## Your objective
Copy out all the entries below, changing every "single dot" to "single point" and keeping everything else the same.

-------- Task data

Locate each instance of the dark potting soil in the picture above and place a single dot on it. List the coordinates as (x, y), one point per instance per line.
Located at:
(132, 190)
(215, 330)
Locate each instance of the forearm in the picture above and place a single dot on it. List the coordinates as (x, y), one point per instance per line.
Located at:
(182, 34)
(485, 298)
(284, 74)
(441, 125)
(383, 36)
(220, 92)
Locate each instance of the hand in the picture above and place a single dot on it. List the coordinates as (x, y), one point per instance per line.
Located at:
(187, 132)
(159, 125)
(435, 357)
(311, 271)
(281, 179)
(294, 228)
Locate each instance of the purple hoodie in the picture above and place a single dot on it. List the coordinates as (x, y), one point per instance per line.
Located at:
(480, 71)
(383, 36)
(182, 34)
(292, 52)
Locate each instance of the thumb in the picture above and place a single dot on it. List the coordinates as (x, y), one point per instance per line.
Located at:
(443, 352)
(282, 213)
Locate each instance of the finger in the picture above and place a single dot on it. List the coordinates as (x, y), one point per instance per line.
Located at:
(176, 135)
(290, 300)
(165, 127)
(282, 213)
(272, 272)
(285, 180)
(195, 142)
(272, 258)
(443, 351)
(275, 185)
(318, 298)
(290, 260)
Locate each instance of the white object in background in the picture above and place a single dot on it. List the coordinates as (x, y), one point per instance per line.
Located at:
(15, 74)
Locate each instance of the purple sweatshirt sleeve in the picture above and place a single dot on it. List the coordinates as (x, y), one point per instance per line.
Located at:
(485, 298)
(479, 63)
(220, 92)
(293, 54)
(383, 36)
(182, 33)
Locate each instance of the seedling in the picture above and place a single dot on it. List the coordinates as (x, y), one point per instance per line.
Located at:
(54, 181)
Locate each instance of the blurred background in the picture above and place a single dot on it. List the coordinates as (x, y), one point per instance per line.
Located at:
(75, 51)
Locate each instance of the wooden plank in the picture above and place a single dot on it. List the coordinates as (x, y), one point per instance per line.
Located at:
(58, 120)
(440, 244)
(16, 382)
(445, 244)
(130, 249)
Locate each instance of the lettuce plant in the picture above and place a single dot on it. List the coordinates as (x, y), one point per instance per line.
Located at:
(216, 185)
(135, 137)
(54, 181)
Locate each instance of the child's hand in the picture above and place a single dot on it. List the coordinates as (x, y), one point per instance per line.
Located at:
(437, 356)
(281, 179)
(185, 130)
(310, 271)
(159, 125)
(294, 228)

----------------

## Answer to this problem
Locate each instance of the dark potting soil in the picture above and place a single point on it. List the coordinates as (x, y), one point per instance per line.
Located at:
(132, 190)
(215, 330)
Locate each instance of the forearm in the picture above and place a single point on it. List the coordinates as (x, y), one point per instance per line.
Located at:
(182, 34)
(485, 298)
(284, 74)
(441, 125)
(383, 36)
(220, 92)
Locate each instance of the hand in the picture above and place a single point on it. List the coordinates as (x, y), one point per instance per line.
Located at:
(187, 132)
(159, 125)
(435, 357)
(311, 271)
(281, 179)
(294, 228)
Locate each instance of the purple hoodie in the picture above and place a single point on it. List the coordinates as (x, y), one point per instance per line.
Located at:
(480, 71)
(383, 36)
(182, 34)
(292, 52)
Locate each instance of the thumb in the picture above and place a single point on it. List the coordinates as (x, y), one point per instance per line.
Located at:
(443, 352)
(282, 213)
Locate each instance of the finger in the picture above and place a single point on it. List the coordinates as (x, y), one point per instance per line.
Located at:
(176, 135)
(290, 300)
(165, 127)
(282, 213)
(272, 272)
(285, 180)
(195, 142)
(272, 258)
(443, 351)
(275, 185)
(318, 298)
(290, 260)
Locate each instance of the white object in background in the picture above and place a single point on it. List the coordinates as (x, y), one point per instance per line.
Located at:
(15, 74)
Locate each instance of the purple sweatshirt sleeve in the picture above and place a single point on it. List the coordinates as (x, y), one point per instance per line.
Located at:
(485, 298)
(479, 63)
(220, 92)
(293, 54)
(383, 36)
(182, 33)
Locate each instance of the seedling in the picture above and place a single point on it. List the coordinates as (x, y), one point per instance per line.
Located at:
(54, 181)
Locate each instance of the blurred background in the picture above and place a single point on it. List the coordinates as (x, y), one point per instance per line.
Located at:
(75, 51)
Locate each instance of the wooden plank in the picture above and place a single point on it. List the coordinates as (x, y), one point per instance per line.
Located at:
(58, 120)
(440, 244)
(16, 382)
(445, 244)
(130, 249)
Locate each instance of the lettuce plant in the picture above and place a single point on it. List the coordinates as (x, y), one point per instance per line.
Located at:
(216, 185)
(135, 137)
(54, 181)
Locate each instance of the child's hand in the picture above and place a single point on it. List the coordinates as (x, y), one point per instance per line.
Located at:
(437, 356)
(281, 179)
(185, 130)
(310, 271)
(159, 125)
(294, 228)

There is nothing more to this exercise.